■ **Exercise passage**

▼

Friends Recall a Giant of Civil Rights Law
Some of those who mourn John Payton share their memories of the NAACP LDF's chief.
On March 22 the world lost one of its most revered and effective legal warriors in the battle for civil rights: John A. Payton, president and director-counsel of the NAACP Legal Defense and Educational Fund. President Barack Obama said in a statement, "The legal community has lost a legend, and while we mourn John's passing, we will never forget his courage and fierce opposition to discrimination in all its forms." We asked his friends and colleagues to share their sentiments, as well.
Always a Step Ahead
I was surprised to learn that my mother, who was 79 at the time, had listened to the radio broadcast of the Supreme Court arguments in the Michigan affirmative action cases Gratz v. Bollinger and Grutter v. Bollinger. She said she was not very impressed with most of the arguments, but there was one "young man," however, with whom she was very impressed. "Let me check my notes," she said. "John Payton, that's his name, he was very impressive." I laughed and said proudly, "Yes, I know John. He is a friend of mine."

▲

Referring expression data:
▼

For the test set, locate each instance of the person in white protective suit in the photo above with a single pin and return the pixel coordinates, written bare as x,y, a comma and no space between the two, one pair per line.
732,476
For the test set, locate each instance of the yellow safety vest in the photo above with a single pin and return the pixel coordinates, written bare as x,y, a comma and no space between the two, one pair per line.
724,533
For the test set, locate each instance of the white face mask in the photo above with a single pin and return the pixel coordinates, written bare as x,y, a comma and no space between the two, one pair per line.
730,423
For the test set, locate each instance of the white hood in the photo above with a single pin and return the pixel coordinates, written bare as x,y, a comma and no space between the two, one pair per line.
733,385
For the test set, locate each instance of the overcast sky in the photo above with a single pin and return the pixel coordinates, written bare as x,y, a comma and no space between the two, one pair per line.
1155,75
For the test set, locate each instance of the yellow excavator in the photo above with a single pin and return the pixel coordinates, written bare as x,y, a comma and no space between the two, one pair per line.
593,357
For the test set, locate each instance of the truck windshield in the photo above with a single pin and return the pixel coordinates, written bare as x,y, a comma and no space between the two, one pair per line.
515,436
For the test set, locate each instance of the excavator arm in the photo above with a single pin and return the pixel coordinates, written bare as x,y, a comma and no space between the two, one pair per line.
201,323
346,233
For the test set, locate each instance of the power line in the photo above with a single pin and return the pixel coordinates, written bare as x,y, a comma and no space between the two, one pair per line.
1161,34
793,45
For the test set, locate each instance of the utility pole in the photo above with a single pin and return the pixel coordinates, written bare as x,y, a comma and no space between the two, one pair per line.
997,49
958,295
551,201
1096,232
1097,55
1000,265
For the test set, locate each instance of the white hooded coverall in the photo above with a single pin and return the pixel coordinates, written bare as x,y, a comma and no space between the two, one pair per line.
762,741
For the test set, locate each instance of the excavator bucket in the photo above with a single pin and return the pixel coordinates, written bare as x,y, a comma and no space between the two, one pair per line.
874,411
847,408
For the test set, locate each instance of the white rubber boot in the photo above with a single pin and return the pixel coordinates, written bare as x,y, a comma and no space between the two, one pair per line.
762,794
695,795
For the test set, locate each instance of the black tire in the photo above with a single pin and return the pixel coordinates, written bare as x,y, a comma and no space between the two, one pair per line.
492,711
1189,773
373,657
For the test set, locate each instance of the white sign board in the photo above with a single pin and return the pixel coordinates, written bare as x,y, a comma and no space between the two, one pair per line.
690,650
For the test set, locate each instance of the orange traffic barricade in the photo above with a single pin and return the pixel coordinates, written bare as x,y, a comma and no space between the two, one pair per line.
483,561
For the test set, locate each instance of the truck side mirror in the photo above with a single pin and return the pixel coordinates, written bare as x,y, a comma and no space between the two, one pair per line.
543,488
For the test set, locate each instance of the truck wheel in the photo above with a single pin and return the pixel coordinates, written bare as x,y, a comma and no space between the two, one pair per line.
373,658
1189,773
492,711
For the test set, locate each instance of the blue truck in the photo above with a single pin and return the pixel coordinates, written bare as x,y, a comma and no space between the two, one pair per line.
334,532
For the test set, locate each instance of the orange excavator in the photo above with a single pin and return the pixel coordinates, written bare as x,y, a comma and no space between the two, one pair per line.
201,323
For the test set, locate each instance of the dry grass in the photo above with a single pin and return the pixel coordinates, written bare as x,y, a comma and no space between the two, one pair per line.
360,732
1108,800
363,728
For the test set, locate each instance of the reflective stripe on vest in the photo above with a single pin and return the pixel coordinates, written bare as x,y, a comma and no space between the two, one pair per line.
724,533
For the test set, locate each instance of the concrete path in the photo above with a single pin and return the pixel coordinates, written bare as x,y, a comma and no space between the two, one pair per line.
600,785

▲
▼

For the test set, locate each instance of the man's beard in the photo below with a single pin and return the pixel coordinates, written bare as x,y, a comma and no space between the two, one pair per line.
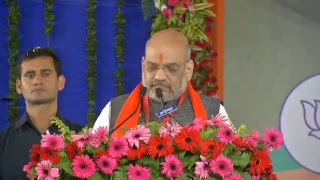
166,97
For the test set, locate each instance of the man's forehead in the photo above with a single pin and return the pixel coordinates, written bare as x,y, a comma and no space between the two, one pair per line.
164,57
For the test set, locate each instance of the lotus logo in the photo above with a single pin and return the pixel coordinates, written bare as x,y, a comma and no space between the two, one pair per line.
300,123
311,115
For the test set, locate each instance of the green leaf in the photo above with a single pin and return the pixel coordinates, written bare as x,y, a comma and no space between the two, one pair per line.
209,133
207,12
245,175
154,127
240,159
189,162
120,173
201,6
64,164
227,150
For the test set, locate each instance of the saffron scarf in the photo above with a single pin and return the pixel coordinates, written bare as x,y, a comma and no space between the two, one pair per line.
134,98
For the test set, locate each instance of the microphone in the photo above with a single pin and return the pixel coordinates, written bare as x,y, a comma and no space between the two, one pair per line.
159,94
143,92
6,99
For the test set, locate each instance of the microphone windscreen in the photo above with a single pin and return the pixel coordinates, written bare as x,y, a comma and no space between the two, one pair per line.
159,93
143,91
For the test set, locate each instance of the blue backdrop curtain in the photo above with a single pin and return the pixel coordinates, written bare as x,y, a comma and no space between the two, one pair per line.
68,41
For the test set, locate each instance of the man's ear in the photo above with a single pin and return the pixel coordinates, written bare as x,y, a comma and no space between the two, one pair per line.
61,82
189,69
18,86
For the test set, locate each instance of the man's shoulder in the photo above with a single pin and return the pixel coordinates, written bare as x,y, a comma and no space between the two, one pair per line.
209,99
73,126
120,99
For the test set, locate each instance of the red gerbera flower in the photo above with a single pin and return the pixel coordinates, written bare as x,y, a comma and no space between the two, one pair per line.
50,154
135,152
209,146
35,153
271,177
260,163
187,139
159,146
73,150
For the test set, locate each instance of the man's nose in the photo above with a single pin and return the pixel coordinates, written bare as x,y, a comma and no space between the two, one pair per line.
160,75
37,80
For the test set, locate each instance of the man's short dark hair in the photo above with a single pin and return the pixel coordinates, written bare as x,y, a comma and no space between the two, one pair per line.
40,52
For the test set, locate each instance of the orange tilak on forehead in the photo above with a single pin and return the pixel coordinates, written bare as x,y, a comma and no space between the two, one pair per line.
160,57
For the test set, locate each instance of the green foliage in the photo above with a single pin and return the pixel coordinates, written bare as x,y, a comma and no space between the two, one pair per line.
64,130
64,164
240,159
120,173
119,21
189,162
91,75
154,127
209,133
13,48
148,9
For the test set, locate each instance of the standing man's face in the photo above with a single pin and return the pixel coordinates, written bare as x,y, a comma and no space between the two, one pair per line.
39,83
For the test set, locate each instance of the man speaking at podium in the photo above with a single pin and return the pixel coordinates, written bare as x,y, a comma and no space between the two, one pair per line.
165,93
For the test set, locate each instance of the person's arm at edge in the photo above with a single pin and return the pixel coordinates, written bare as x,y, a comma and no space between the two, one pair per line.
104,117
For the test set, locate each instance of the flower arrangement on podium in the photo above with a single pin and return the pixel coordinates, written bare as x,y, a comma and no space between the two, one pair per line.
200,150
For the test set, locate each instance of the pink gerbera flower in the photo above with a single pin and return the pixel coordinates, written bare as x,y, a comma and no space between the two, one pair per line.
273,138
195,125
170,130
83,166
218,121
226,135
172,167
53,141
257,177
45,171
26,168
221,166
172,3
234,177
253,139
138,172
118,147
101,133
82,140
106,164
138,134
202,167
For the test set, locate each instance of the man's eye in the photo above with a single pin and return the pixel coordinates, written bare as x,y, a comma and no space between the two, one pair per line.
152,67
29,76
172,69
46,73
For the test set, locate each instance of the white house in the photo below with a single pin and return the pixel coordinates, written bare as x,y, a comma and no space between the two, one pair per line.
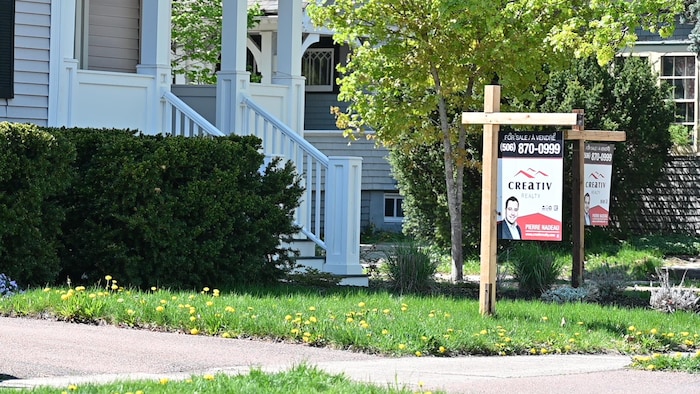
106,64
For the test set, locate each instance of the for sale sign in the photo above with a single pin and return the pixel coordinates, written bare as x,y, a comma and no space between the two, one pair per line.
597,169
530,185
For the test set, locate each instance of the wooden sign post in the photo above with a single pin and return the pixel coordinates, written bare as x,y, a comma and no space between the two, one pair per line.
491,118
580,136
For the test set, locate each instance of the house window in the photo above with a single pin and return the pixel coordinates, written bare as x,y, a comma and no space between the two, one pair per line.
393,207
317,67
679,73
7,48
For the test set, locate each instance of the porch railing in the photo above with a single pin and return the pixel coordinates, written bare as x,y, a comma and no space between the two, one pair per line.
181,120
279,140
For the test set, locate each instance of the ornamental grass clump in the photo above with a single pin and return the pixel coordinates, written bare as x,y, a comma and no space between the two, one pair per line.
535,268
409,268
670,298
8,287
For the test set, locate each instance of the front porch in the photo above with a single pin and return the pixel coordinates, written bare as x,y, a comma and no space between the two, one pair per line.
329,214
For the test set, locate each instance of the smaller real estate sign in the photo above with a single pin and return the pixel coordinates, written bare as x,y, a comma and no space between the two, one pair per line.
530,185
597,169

▲
▼

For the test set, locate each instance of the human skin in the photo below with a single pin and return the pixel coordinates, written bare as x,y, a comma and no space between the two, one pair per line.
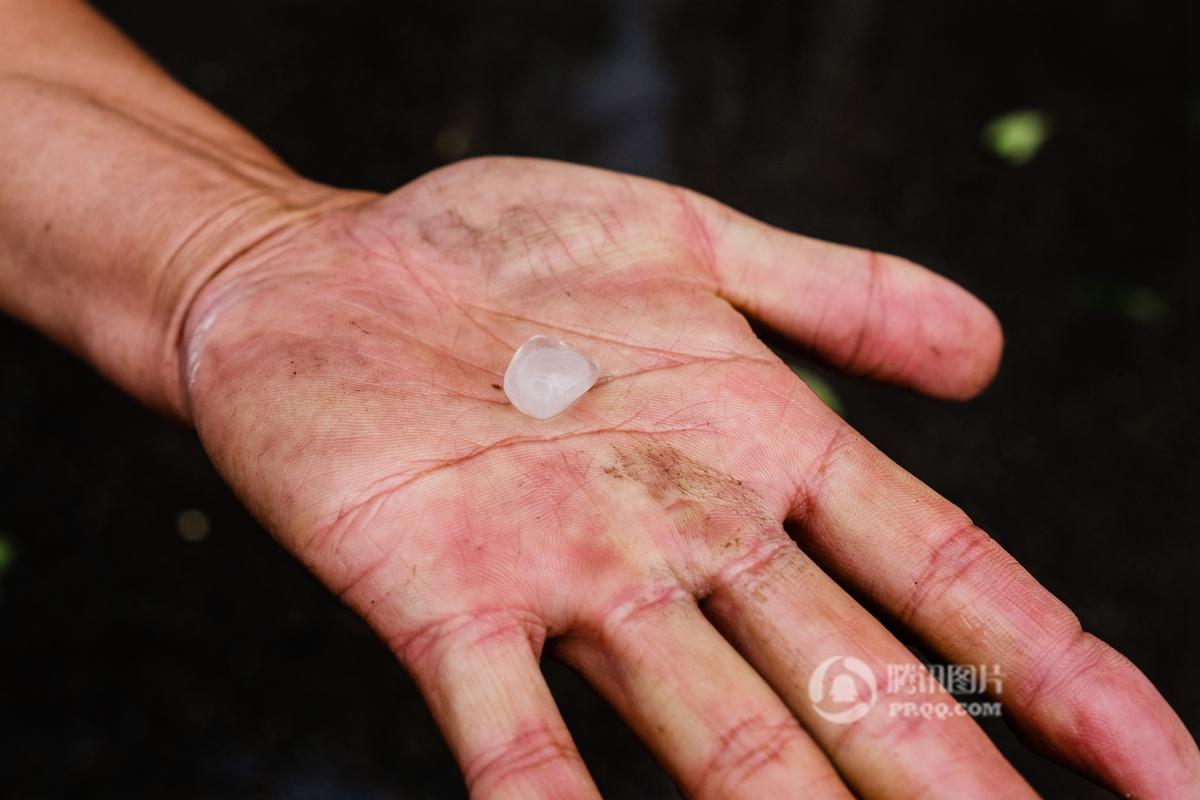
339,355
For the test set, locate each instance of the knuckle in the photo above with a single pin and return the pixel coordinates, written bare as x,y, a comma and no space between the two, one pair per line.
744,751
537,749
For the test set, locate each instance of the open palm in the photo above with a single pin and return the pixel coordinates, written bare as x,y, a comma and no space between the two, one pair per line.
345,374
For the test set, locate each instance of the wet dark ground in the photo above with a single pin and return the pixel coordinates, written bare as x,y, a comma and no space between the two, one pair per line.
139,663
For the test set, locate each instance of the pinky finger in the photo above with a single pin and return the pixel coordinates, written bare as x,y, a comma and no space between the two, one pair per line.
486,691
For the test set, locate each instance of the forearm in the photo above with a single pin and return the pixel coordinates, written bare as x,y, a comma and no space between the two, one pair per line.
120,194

▲

■ **What you should do**
Carry on the tribute to John Payton from the point where it stops, keeping the same voice.

■ **Exercise response**
John Payton was my mentor and my friend. How lucky for me. Like so many, I was devastated when I learned that he had died. I met John in 1982, after I applied for a clerkship with Judge Cecil Poole, for whom he had clerked. I interviewed first with John, who was clearly brilliant, funny and intimidating. John recommended me to the judge, who hired me.
Later, despite my hesitance because of my desire to become a civil rights lawyer, John encouraged me to join Wilmer, Cutler & Pickering, an elite law firm. John told me of his civil rights work at Wilmer, including representing the NAACP in the Claiborne Hardware Supreme Court case, and convinced me that I could do good work from inside such an institution. He was right.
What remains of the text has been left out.